Data drawn from a collection
--
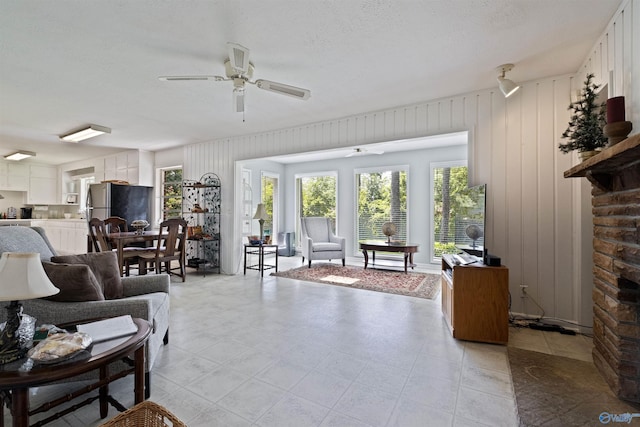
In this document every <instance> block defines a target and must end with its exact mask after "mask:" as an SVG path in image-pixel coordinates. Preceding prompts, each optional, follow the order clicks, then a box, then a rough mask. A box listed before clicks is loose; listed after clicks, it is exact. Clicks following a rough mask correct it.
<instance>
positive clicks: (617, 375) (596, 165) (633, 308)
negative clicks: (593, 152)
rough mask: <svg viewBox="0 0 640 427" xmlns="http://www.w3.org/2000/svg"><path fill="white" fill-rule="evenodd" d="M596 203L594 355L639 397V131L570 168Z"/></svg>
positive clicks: (629, 400)
mask: <svg viewBox="0 0 640 427" xmlns="http://www.w3.org/2000/svg"><path fill="white" fill-rule="evenodd" d="M564 176H565V178H569V177H586V178H587V179H588V180H589V181H590V182H591V184H592V192H591V194H592V208H593V227H594V239H593V263H594V267H593V275H594V290H593V303H594V305H593V314H594V319H593V342H594V350H593V361H594V364H595V365H596V367H597V368H598V370H599V371H600V373H601V374H602V375H603V376H604V378H605V380H606V381H607V383H608V384H609V386H610V387H611V389H612V390H613V392H614V393H615V394H616V395H617V396H618V397H619V398H620V399H625V400H629V401H633V402H640V135H634V136H632V137H629V138H627V139H625V140H624V141H622V142H620V143H618V144H616V145H614V146H613V147H610V148H607V149H606V150H604V151H603V152H602V153H600V154H598V155H597V156H594V157H592V158H590V159H588V160H586V161H584V162H583V163H581V164H579V165H577V166H575V167H573V168H571V169H569V170H568V171H566V172H565V173H564Z"/></svg>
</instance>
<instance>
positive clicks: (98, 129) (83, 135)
mask: <svg viewBox="0 0 640 427" xmlns="http://www.w3.org/2000/svg"><path fill="white" fill-rule="evenodd" d="M103 133H111V129H109V128H108V127H104V126H98V125H89V126H87V127H85V128H82V129H79V130H76V131H73V132H71V133H68V134H66V135H61V136H60V139H61V140H63V141H69V142H80V141H84V140H85V139H89V138H93V137H94V136H98V135H102V134H103Z"/></svg>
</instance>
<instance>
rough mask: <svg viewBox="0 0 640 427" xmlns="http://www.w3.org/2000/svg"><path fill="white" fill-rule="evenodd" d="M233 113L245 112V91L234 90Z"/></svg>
mask: <svg viewBox="0 0 640 427" xmlns="http://www.w3.org/2000/svg"><path fill="white" fill-rule="evenodd" d="M233 111H234V112H235V113H243V112H244V89H239V88H235V89H233Z"/></svg>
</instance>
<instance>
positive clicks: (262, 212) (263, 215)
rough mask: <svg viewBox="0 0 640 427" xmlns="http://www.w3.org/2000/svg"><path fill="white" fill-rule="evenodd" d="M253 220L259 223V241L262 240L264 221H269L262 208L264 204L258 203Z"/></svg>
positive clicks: (265, 214) (268, 216) (261, 203)
mask: <svg viewBox="0 0 640 427" xmlns="http://www.w3.org/2000/svg"><path fill="white" fill-rule="evenodd" d="M253 219H257V220H258V222H259V223H260V240H264V234H263V230H264V221H265V220H266V219H269V215H267V211H266V209H265V208H264V203H258V208H257V209H256V214H255V215H254V216H253Z"/></svg>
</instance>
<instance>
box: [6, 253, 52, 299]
mask: <svg viewBox="0 0 640 427" xmlns="http://www.w3.org/2000/svg"><path fill="white" fill-rule="evenodd" d="M58 292H60V289H58V288H56V287H55V286H54V285H53V283H51V280H49V278H48V277H47V274H46V273H45V271H44V268H43V267H42V261H40V254H39V253H35V252H34V253H30V252H4V253H3V254H2V257H0V301H16V300H27V299H34V298H42V297H48V296H50V295H55V294H57V293H58Z"/></svg>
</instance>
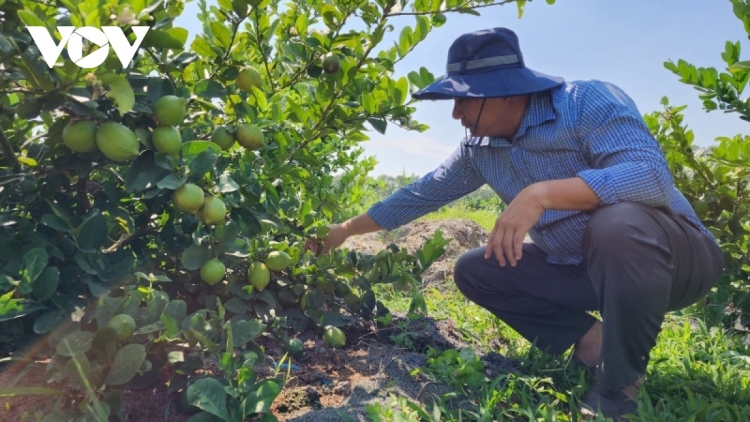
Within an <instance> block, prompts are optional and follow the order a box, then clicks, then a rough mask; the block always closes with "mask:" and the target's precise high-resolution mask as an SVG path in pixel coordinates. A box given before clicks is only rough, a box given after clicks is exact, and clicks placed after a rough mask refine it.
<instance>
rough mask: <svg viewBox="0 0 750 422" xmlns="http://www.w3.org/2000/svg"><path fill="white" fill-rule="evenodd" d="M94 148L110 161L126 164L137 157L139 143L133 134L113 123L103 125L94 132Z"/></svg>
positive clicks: (117, 124) (139, 145)
mask: <svg viewBox="0 0 750 422" xmlns="http://www.w3.org/2000/svg"><path fill="white" fill-rule="evenodd" d="M96 146H97V147H98V148H99V151H101V152H102V154H104V156H105V157H107V158H109V159H110V160H112V161H117V162H120V163H121V162H126V161H130V160H132V159H134V158H135V157H137V156H138V148H139V146H140V143H139V142H138V137H137V136H135V132H133V131H132V130H130V129H128V128H127V127H125V126H123V125H121V124H119V123H115V122H107V123H104V124H103V125H101V126H100V127H99V129H97V131H96Z"/></svg>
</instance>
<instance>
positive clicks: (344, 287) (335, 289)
mask: <svg viewBox="0 0 750 422" xmlns="http://www.w3.org/2000/svg"><path fill="white" fill-rule="evenodd" d="M333 291H334V292H336V296H338V297H346V295H348V294H349V293H351V292H352V289H351V287H349V285H348V284H346V283H344V282H341V283H339V284H337V285H336V287H334V288H333Z"/></svg>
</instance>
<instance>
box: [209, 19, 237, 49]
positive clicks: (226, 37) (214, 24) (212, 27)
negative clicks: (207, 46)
mask: <svg viewBox="0 0 750 422" xmlns="http://www.w3.org/2000/svg"><path fill="white" fill-rule="evenodd" d="M209 28H211V33H212V34H213V35H214V37H216V41H218V44H219V45H220V46H222V47H224V48H229V43H230V42H231V38H232V34H231V33H230V32H229V29H228V28H227V27H226V26H224V24H223V23H221V22H216V21H214V22H211V23H210V24H209Z"/></svg>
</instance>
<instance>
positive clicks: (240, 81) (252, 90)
mask: <svg viewBox="0 0 750 422" xmlns="http://www.w3.org/2000/svg"><path fill="white" fill-rule="evenodd" d="M235 82H236V83H237V86H238V87H240V89H241V90H243V91H245V92H247V93H248V94H252V93H253V87H254V86H255V87H258V89H262V88H263V79H262V78H261V77H260V72H258V70H257V69H255V68H254V67H252V66H248V67H246V68H244V69H242V70H240V73H239V75H237V79H236V80H235Z"/></svg>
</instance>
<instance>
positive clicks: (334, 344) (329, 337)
mask: <svg viewBox="0 0 750 422" xmlns="http://www.w3.org/2000/svg"><path fill="white" fill-rule="evenodd" d="M323 343H325V344H326V346H328V347H331V348H334V349H338V348H339V347H344V345H345V344H346V335H344V332H343V331H341V329H340V328H338V327H328V329H326V331H325V333H323Z"/></svg>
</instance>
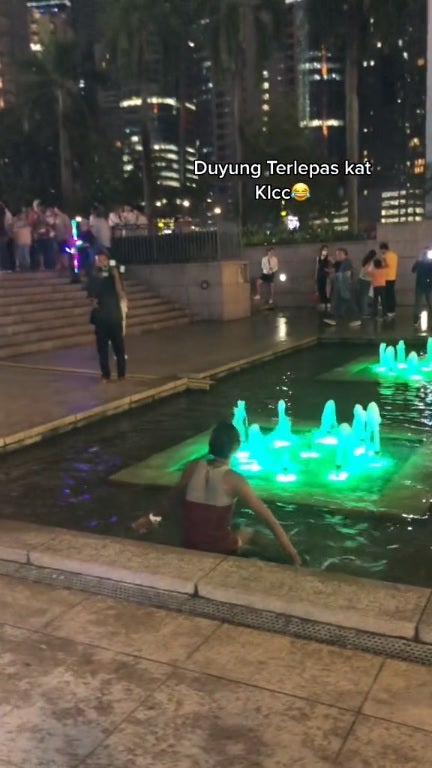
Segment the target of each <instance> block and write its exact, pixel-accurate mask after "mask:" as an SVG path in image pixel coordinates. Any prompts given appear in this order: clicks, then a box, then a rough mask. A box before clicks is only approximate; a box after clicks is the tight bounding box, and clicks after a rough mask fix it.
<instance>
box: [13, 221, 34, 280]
mask: <svg viewBox="0 0 432 768" xmlns="http://www.w3.org/2000/svg"><path fill="white" fill-rule="evenodd" d="M12 237H13V242H14V254H15V269H16V271H17V272H20V271H21V270H28V269H30V248H31V244H32V228H31V224H30V218H29V212H28V210H27V208H22V210H21V213H19V214H18V216H15V218H14V220H13V222H12Z"/></svg>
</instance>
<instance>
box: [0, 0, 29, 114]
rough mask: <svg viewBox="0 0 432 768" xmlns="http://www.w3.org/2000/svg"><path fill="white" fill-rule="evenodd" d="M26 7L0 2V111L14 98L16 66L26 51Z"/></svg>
mask: <svg viewBox="0 0 432 768" xmlns="http://www.w3.org/2000/svg"><path fill="white" fill-rule="evenodd" d="M27 33H28V27H27V23H26V7H25V4H24V2H18V0H0V109H4V108H5V107H8V106H9V105H10V104H12V103H13V101H14V99H15V96H16V88H17V82H16V65H17V63H18V61H19V60H20V59H22V58H23V56H25V54H26V52H27V50H28V34H27Z"/></svg>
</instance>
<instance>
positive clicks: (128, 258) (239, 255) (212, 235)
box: [112, 223, 241, 265]
mask: <svg viewBox="0 0 432 768" xmlns="http://www.w3.org/2000/svg"><path fill="white" fill-rule="evenodd" d="M112 256H113V258H114V259H115V260H116V261H117V262H118V263H119V264H125V265H132V264H136V265H139V264H191V263H197V262H200V261H222V260H236V259H240V256H241V237H240V229H239V227H238V226H237V225H235V224H226V223H225V224H222V225H220V226H218V227H217V228H214V229H201V230H193V231H191V232H184V233H180V232H179V233H176V232H173V233H172V234H164V235H146V234H144V233H143V230H140V229H139V228H135V229H128V228H122V229H119V230H117V232H115V233H114V237H113V242H112Z"/></svg>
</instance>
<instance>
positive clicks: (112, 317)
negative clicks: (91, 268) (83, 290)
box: [87, 252, 126, 382]
mask: <svg viewBox="0 0 432 768" xmlns="http://www.w3.org/2000/svg"><path fill="white" fill-rule="evenodd" d="M87 295H88V297H89V298H91V299H94V301H95V306H94V308H93V309H92V312H91V315H90V322H91V323H92V325H94V327H95V336H96V349H97V353H98V356H99V365H100V370H101V374H102V381H103V382H108V381H110V380H111V370H110V364H109V344H110V342H111V344H112V348H113V352H114V354H115V357H116V360H117V377H118V380H119V381H122V380H124V378H125V376H126V355H125V345H124V335H123V315H122V310H121V302H122V301H124V300H125V299H126V296H125V292H124V289H123V286H122V283H121V280H120V275H119V273H118V270H117V269H116V267H110V263H109V258H108V255H107V254H106V253H105V252H99V253H98V254H97V255H96V268H95V270H94V271H93V273H92V275H91V276H90V279H89V281H88V285H87Z"/></svg>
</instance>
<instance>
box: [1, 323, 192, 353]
mask: <svg viewBox="0 0 432 768" xmlns="http://www.w3.org/2000/svg"><path fill="white" fill-rule="evenodd" d="M190 322H191V320H190V318H189V317H185V316H183V317H178V318H172V319H165V320H163V319H158V320H155V321H153V322H149V323H148V324H146V325H145V326H141V325H138V326H136V327H134V326H130V327H129V326H128V330H127V334H126V343H127V337H128V336H137V335H140V334H144V333H148V332H150V331H158V330H161V329H162V328H171V327H173V326H176V327H177V326H179V325H188V324H189V323H190ZM93 343H94V331H93V330H92V328H91V326H90V325H88V326H87V330H86V331H83V332H82V333H80V334H79V335H76V334H73V335H68V336H62V337H59V338H54V339H53V338H49V339H43V340H39V341H32V342H25V343H18V344H17V343H11V344H8V345H7V346H3V345H1V343H0V360H6V359H11V358H12V359H13V358H14V357H18V356H20V355H27V354H31V353H33V352H48V351H51V350H55V349H68V348H69V347H77V346H85V345H86V344H93Z"/></svg>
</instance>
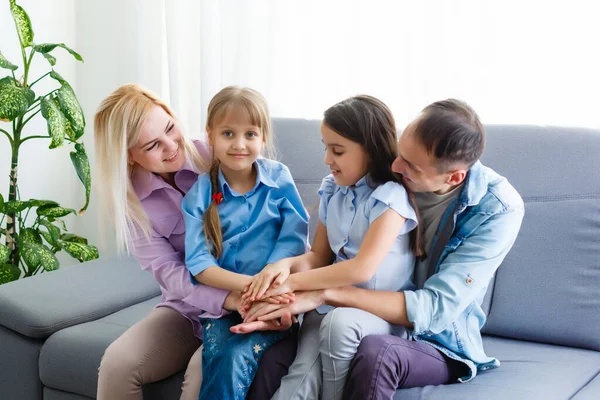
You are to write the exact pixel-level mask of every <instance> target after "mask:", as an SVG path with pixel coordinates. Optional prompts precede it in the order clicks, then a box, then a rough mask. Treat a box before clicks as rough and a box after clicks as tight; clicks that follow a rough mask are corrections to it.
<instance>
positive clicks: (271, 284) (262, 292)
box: [242, 258, 292, 301]
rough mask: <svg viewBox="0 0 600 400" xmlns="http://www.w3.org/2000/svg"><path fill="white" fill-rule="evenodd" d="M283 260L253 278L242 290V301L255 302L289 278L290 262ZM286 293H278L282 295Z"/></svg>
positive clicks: (268, 267)
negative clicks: (256, 300)
mask: <svg viewBox="0 0 600 400" xmlns="http://www.w3.org/2000/svg"><path fill="white" fill-rule="evenodd" d="M288 260H289V259H286V258H284V259H283V260H279V261H277V262H276V263H274V264H269V265H267V266H266V267H265V268H263V270H262V271H261V272H260V273H259V274H257V275H255V276H254V279H252V282H251V283H250V285H249V286H248V287H246V288H244V294H243V295H242V298H243V299H245V300H246V299H247V300H250V301H256V300H259V299H261V298H262V297H263V295H264V294H265V292H266V291H267V289H269V287H273V288H276V287H278V286H280V285H281V284H282V283H283V282H285V281H286V279H287V278H288V276H290V268H291V266H292V265H291V262H289V261H288ZM283 293H287V291H286V292H280V293H278V294H283Z"/></svg>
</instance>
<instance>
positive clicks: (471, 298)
mask: <svg viewBox="0 0 600 400" xmlns="http://www.w3.org/2000/svg"><path fill="white" fill-rule="evenodd" d="M523 215H524V205H523V200H522V199H521V196H519V194H518V193H517V191H516V190H515V189H514V188H513V187H512V186H511V185H510V183H508V181H507V180H506V178H504V177H502V176H500V175H498V174H497V173H496V172H494V171H493V170H491V169H490V168H487V167H485V166H483V165H482V164H481V163H480V162H477V163H476V164H475V165H473V167H472V168H471V169H470V171H469V173H468V175H467V178H466V181H465V184H464V185H463V188H462V190H461V193H460V195H459V196H457V197H456V198H455V199H454V200H453V201H452V202H451V203H450V205H449V206H448V208H447V209H446V211H445V212H444V215H443V216H442V220H441V221H440V225H439V227H438V229H437V232H436V234H435V236H434V239H433V242H432V245H431V253H430V255H429V257H430V258H431V262H432V263H435V265H436V268H435V273H434V274H433V275H432V276H431V277H429V279H427V281H426V282H425V284H424V287H423V288H422V289H419V290H415V291H405V292H404V294H405V298H406V310H407V314H408V319H409V320H410V321H411V322H412V323H413V325H414V330H413V337H414V339H415V340H417V341H421V342H426V343H429V344H431V345H432V346H434V347H435V348H437V349H438V350H440V351H441V352H443V353H444V354H445V355H447V356H448V357H450V358H452V359H455V360H458V361H461V362H463V363H465V364H467V365H468V367H469V374H468V375H467V376H464V377H462V378H460V379H459V380H460V381H461V382H467V381H469V380H471V379H473V378H474V377H475V375H476V374H477V371H478V370H480V371H483V370H487V369H491V368H496V367H498V366H499V365H500V362H499V361H498V360H497V359H495V358H493V357H489V356H488V355H486V354H485V352H484V350H483V343H482V340H481V328H482V327H483V324H484V323H485V320H486V315H485V313H484V312H483V310H482V308H481V303H482V301H483V298H484V296H485V293H486V291H487V288H488V285H489V283H490V281H491V279H492V278H493V276H494V274H495V273H496V270H497V269H498V267H499V266H500V264H501V263H502V260H503V259H504V257H505V256H506V254H508V252H509V250H510V249H511V247H512V245H513V243H514V241H515V239H516V238H517V234H518V233H519V229H520V227H521V221H522V220H523Z"/></svg>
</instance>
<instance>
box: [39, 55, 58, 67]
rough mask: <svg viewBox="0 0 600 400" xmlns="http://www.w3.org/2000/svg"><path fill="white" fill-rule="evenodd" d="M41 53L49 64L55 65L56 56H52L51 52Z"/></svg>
mask: <svg viewBox="0 0 600 400" xmlns="http://www.w3.org/2000/svg"><path fill="white" fill-rule="evenodd" d="M42 55H43V56H44V58H45V59H46V60H48V62H49V63H50V65H51V66H53V67H54V66H55V65H56V57H54V56H53V55H52V54H50V53H42Z"/></svg>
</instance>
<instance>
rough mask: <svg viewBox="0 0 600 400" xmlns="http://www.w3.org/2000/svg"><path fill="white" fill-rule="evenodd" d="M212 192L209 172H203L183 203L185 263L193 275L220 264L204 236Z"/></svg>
mask: <svg viewBox="0 0 600 400" xmlns="http://www.w3.org/2000/svg"><path fill="white" fill-rule="evenodd" d="M210 193H211V187H210V179H209V178H208V175H207V174H202V175H200V176H199V177H198V181H197V182H196V183H195V184H194V186H192V188H191V189H190V190H189V191H188V193H187V194H186V195H185V196H184V198H183V201H182V203H181V210H182V212H183V220H184V221H185V265H186V267H187V269H188V270H189V271H190V273H191V274H192V276H196V275H198V274H199V273H201V272H202V271H204V270H205V269H207V268H208V267H212V266H218V265H219V264H218V262H217V260H216V259H215V257H214V256H213V255H212V253H211V252H210V249H209V248H208V245H207V243H206V237H205V236H204V212H205V211H206V209H207V208H208V206H209V205H210ZM192 281H193V282H196V281H195V280H194V279H192Z"/></svg>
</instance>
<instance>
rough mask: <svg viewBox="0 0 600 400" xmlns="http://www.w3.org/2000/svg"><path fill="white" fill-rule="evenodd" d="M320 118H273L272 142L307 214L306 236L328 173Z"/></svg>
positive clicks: (315, 224) (313, 237) (310, 228)
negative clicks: (315, 119) (307, 225)
mask: <svg viewBox="0 0 600 400" xmlns="http://www.w3.org/2000/svg"><path fill="white" fill-rule="evenodd" d="M320 126H321V121H317V120H301V119H288V118H275V119H273V132H275V142H276V143H275V144H276V146H277V150H278V151H279V152H280V154H279V157H278V159H279V160H281V161H282V162H284V163H285V164H286V165H287V166H288V167H289V168H290V171H291V173H292V176H293V177H294V182H295V183H296V186H297V187H298V191H299V192H300V196H301V197H302V202H303V203H304V207H306V209H307V210H308V212H309V214H310V240H311V241H312V238H314V234H315V230H316V228H317V221H318V218H317V212H318V209H319V195H318V194H317V191H318V190H319V187H320V186H321V180H322V179H323V178H324V177H325V176H327V174H329V173H330V171H329V168H327V166H326V165H325V163H324V157H325V152H324V151H322V149H323V146H320V145H319V144H320V143H321V130H320Z"/></svg>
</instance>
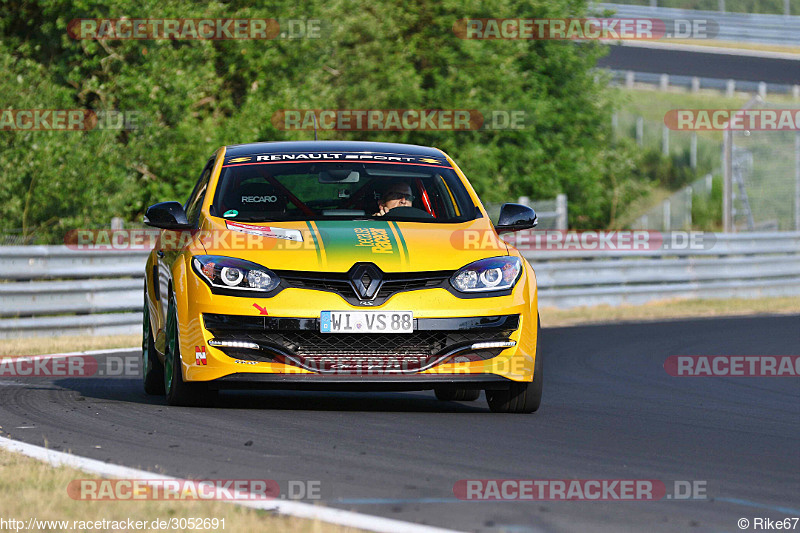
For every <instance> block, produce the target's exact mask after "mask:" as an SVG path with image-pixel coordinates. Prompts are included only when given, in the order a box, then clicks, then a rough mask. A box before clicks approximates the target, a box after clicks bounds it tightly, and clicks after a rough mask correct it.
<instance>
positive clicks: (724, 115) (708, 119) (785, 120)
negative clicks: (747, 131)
mask: <svg viewBox="0 0 800 533" xmlns="http://www.w3.org/2000/svg"><path fill="white" fill-rule="evenodd" d="M664 124H665V125H666V126H667V127H668V128H669V129H671V130H676V131H726V130H729V131H751V130H752V131H798V130H800V109H671V110H670V111H667V113H666V114H665V115H664Z"/></svg>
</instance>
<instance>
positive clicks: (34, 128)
mask: <svg viewBox="0 0 800 533" xmlns="http://www.w3.org/2000/svg"><path fill="white" fill-rule="evenodd" d="M142 122H143V121H142V114H141V113H140V112H139V111H115V110H111V111H93V110H91V109H0V131H15V130H19V131H90V130H136V129H139V128H140V127H141V126H142Z"/></svg>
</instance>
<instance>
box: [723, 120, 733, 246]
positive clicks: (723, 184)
mask: <svg viewBox="0 0 800 533" xmlns="http://www.w3.org/2000/svg"><path fill="white" fill-rule="evenodd" d="M732 144H733V131H732V130H730V129H726V130H725V131H724V132H722V231H724V232H725V233H730V231H731V230H732V228H733V211H732V205H731V193H732V192H733V181H732V179H733V161H732V157H731V156H732V153H733V150H732V146H731V145H732Z"/></svg>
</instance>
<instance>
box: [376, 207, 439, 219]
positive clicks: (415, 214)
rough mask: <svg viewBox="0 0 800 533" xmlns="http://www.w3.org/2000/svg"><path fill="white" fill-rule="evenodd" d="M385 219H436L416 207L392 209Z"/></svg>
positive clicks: (427, 212) (422, 210)
mask: <svg viewBox="0 0 800 533" xmlns="http://www.w3.org/2000/svg"><path fill="white" fill-rule="evenodd" d="M384 216H385V217H401V218H422V219H431V218H434V217H433V215H431V214H430V213H428V212H427V211H423V210H422V209H417V208H416V207H411V206H403V205H401V206H398V207H395V208H394V209H390V210H389V211H387V212H386V214H385V215H384Z"/></svg>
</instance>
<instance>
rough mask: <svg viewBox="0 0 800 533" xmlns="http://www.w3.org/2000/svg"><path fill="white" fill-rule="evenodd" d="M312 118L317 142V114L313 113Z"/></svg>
mask: <svg viewBox="0 0 800 533" xmlns="http://www.w3.org/2000/svg"><path fill="white" fill-rule="evenodd" d="M311 116H312V117H314V140H315V141H316V140H317V114H316V113H312V114H311Z"/></svg>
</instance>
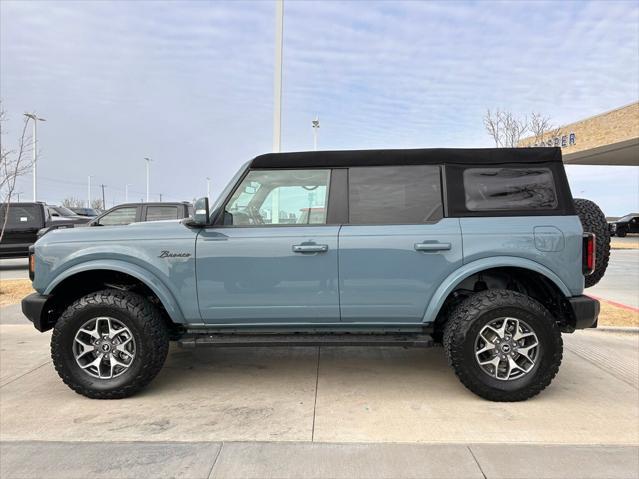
--
# Brief:
Reproduce the data above word for word, from the start of the data through the line containing "positive clicks: (629, 400)", including both ends. Leave the pictures out of your answer.

# Solution for this exercise:
In this document every <instance> block defines a target and must end with its exact mask after "mask:" as an SVG path in image-pixel coordinates. Preceding prompts, each optional, follow the order clicks, then a box, then a rough mask. A box listed before clicks is loose; listed after clicks, it is exact. Clicks following a rough mask correct it.
<instance>
positive clicks: (617, 375) (596, 165) (633, 308)
negative clicks: (593, 152)
rough mask: <svg viewBox="0 0 640 427" xmlns="http://www.w3.org/2000/svg"><path fill="white" fill-rule="evenodd" d="M596 203L594 355L639 397V131L570 168Z"/></svg>
positive clicks: (629, 400)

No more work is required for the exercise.